**Document**
**********

It is a commonplace of American civics to view each of the three branches of our government as a check on the other two. Many Americans therefore look to the judiciary to rein in executive action when it exceeds lawful bounds. In recent months, a number of lower courts have held various actions of the current administration unlawful; but for the most part the Supreme Court has yet to weigh in. The judicial history of the past two centuries suggests that when the Court does respond, it may very well duck the substantive issues and defer to executive authority.
The Constitution does not distinguish between the courts’ powers vis-à-vis the executive and vis-à-vis the legislature. But a close reading of the Federalist Papers suggests that some of the Founders—especially Alexander Hamilton—regarded the courts as more of a check on the legislative branch than on the executive branch. In Federalist No. 78, the primary Federalist Paper describing the responsibility of the judiciary, Hamilton, after characterizing it as the “least dangerous” branch (because judges have no direct power over “the sword or the purse”), writes that “the courts were designed to be an intermediate body between the people and the legislature, in order, among other things, to keep the latter within the limits assigned to their authority.” But nowhere does he mention judges’ parallel responsibility to confine the executive.
According to Federalist No. 78, the courts’ responsibility to hold Congress accountable is to be fulfilled through the power of judicial review of the constitutionality of legislation. But when this power was first and most famously exercised, in the case Marbury v. Madison (1803), the Supreme Court held an act of Congress unconstitutional precisely so that the executive could proceed as it wished. Specifically, the Court held that even though it was illegal for Secretary of State James Madison to refuse to deliver a commission that would allow William Marbury to function as a justice of the peace, the Court lacked the power to force Madison to do so because the act of Congress that purported to give it that power was unconstitutional.
Marbury was a portent of things to come, for over the next two hundred years the Court found one way or another to avoid interfering with a wide variety of executive actions that might well be viewed as unlawful. Arguably the most defensible of these exclusions from judicial interference with executive action relates to the president’s exercise of his war powers. The last thing a president and his commanders need is second-guessing by civilian courts as to the conduct of a war. But presidents from Abraham Lincoln to Franklin Roosevelt (and beyond) have taken advantage of this deference to commit blatantly unconstitutional acts.
Perhaps the most extreme example occurred in 1942, when Roosevelt, on the advice of one of his generals, approved by executive decree the involuntary internment of over 110,000 Japanese-Americans (a majority of whom were US citizens) in “relocation centers,” primarily in the West. The internment would seem to have violated the Fifth Amendment rights of the Japanese-Americans not to be deprived of liberty or property without due process of law, as well as their Fourteenth Amendment rights to equal protection of the law. Yet two years later, in the infamous case Korematsu v. United States, the Supreme Court, in a 6–3 decision, upheld the internment on no better basis than abject deference to military judgment. As the ancient Roman saying goes, “In times of war, the law falls silent.”
The “war powers” exception to meaningful judicial review of executive action has taken on new meaning, and arguably new danger, with the advent of the never-ending “war on terror.” After September 11, President George W. Bush exercised his powers as commander in chief to authorize everything from torture to secret surveillance, much of which has proved immune to challenge in the courts.

**********

**Information shown**
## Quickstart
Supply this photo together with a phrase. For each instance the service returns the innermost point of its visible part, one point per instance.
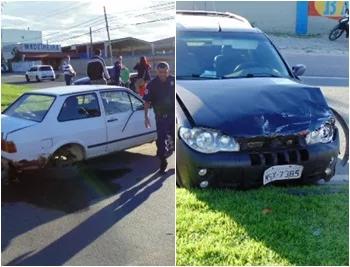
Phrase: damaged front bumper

**********

**Problem requirements**
Continue the essay on the courts and executive power from the point where it stops.

**Exercise output**
But even where no warfare of any kind is involved, virtually any lawsuit that touches on the conduct of the military is considered to be beyond the reach of the Supreme Court. A good example is United States v. Stanley (1987). In 1958 James B. Stanley, a serviceman, volunteered for what was ostensibly a chemical warfare testing program. In the course of the program, he was secretly given LSD as part of an army plan to test the effects of the drug on human beings. This caused him to suffer severe personality changes that led, among other things, to the dissolution of his marriage. But when he sued the government, the Supreme Court rejected his suit out of hand, holding that no lawsuit may be brought in a nonmilitary court for injuries that “arise out of or are in the course of activity incident to [military] service.”
Not only have the courts determined that anything that touches on war or the military is largely beyond any meaningful judicial review, they have also accorded similarly supine deference to any executive action that can be claimed to serve the interests of “national security.” In June 2017, for example, the Supreme Court heard a lawsuit, Ziglar v. Abbasi, brought on behalf of more than seven hundred illegal aliens rounded up after September 11 and detained, often for months, even though the government had no substantive basis for suspecting that they were in any way linked to terrorism. While being detained, they were, in the Court’s words, subjected to very “harsh conditions.” For example, prison guards allegedly “slammed detainees into walls; twisted their arms, wrists, and fingers; broke their bones; referred to them as terrorists; threatened them with violence; subjected them to humiliating sexual comments; and insulted their religion.” Nevertheless, the Supreme Court, overruling the Second Circuit Court of Appeals, threw out the lawsuit because, among other things, allowing such a suit “would require courts to interfere in an intrusive way with sensitive functions of the Executive Branch.” Instead, the Court said, the judiciary should exercise very substantial “deference to what the Executive Branch ‘has determined…is “essential to national security.”’”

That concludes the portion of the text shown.